Recorded information
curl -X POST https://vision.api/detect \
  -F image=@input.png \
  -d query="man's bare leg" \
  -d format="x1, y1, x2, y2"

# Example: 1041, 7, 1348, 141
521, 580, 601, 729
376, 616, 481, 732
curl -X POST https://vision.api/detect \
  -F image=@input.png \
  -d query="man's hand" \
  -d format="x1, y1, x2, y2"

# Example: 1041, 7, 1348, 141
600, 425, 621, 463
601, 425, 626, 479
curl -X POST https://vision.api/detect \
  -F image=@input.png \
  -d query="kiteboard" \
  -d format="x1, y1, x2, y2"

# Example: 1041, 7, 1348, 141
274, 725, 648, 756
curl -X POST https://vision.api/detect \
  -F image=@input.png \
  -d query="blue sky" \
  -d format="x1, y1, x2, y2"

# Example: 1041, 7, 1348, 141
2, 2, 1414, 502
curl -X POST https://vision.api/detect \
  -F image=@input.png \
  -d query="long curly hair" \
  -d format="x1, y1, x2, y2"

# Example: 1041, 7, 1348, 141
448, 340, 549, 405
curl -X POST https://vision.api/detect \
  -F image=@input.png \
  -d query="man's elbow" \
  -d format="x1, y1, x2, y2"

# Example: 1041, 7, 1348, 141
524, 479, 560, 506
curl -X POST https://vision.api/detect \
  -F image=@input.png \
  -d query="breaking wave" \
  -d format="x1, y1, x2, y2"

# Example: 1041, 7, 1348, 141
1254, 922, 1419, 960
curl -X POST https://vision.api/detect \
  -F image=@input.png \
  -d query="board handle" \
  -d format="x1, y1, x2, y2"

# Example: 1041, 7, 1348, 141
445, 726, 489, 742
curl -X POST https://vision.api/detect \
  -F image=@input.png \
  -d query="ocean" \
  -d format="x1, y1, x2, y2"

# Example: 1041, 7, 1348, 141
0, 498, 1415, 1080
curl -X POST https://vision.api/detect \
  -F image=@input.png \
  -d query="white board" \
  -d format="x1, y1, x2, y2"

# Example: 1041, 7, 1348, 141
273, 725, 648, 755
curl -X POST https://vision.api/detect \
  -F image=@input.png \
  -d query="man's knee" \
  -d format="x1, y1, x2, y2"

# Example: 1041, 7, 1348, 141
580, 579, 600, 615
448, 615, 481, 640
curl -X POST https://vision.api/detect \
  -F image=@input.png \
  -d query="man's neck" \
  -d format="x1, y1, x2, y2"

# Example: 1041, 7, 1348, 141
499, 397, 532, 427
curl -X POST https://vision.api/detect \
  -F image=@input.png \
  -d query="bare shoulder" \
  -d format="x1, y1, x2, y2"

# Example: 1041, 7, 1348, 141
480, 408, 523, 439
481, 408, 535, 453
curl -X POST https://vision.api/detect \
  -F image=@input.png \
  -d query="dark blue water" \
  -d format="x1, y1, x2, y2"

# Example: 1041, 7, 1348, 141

Assignment
This exercise requires the entries above to be restated exactly.

Exercise response
curl -X POST https://vision.api/detect \
  -F image=@input.png \
  -d query="man's bare leg" \
  -d format="x1, y1, x2, y2"

# Example: 1041, 7, 1348, 141
521, 580, 601, 729
376, 616, 481, 732
curl -X POST https://vision.api/detect \
  -F image=@input.png \
  -d query="man's hand" \
  -d format="x1, y1, x2, y2"

# Example: 1041, 7, 1348, 141
600, 425, 621, 463
601, 425, 626, 479
curl -X POST https://vision.api/detect \
  -F image=@input.png \
  -d query="kiteboard" \
  -d format="x1, y1, x2, y2"

# Example: 1041, 7, 1348, 141
274, 725, 648, 756
curl -X POST https://vision.api/detect \
  -F image=@input.png \
  -d query="blue sky" \
  -d format="x1, y1, x2, y2"

# Example: 1041, 7, 1348, 141
2, 2, 1414, 502
curl -X POST https://vision.api/detect \
  -F image=@input.png \
  -d query="long curly hair" \
  -d format="x1, y1, x2, y2"

# Example: 1041, 7, 1348, 141
448, 340, 549, 405
curl -X POST https://vision.api/detect \
  -F image=@input.png \
  -d query="man's elbow" \
  -d format="x1, y1, x2, y2"

# Example: 1041, 7, 1348, 141
524, 479, 560, 506
curl -X POST https://vision.api/detect \
  -F image=@input.png \
  -d query="breaking wave" \
  -d format="x1, y1, x2, y2"

# Example: 1041, 7, 1348, 141
1254, 922, 1419, 960
curl -X POST https://vision.api/detect \
  -F image=@input.png \
  -d query="board handle" \
  -d format="x1, y1, x2, y2"

# Example: 1041, 7, 1348, 141
445, 726, 489, 742
curl -X POST https://vision.api/detect \
  -F image=@input.png \
  -d query="ocean" \
  -d format="x1, y1, x2, y2"

# Example: 1041, 7, 1348, 141
0, 498, 1415, 1080
curl -X POST https://vision.api/detect \
  -F image=@input.png \
  -d query="white board" \
  -d format="x1, y1, x2, y2"

# Example: 1041, 7, 1348, 141
273, 725, 648, 755
curl -X POST https://vision.api/detect \
  -F image=@input.png \
  -d query="man's knee" \
  -d format="x1, y1, x2, y2"

# Example: 1041, 7, 1348, 141
580, 579, 600, 615
448, 615, 481, 640
curl -X POST https://vision.api/detect \
  -F image=@input.png \
  -d query="man's neck" \
  -d format="x1, y1, x2, y2"

# Example: 1041, 7, 1348, 141
499, 397, 532, 427
curl -X POST https://vision.api/detect \
  -F image=@input.png \
  -d query="bare shoulder" \
  -d format="x1, y1, x2, y2"

# Example: 1041, 7, 1348, 141
480, 408, 523, 439
481, 408, 535, 453
curl -X POST https://vision.api/detect \
  -F image=@input.png \
  -d query="dark blue water" \
  -d format="x1, y1, x2, y2"

# Example: 1041, 7, 1348, 141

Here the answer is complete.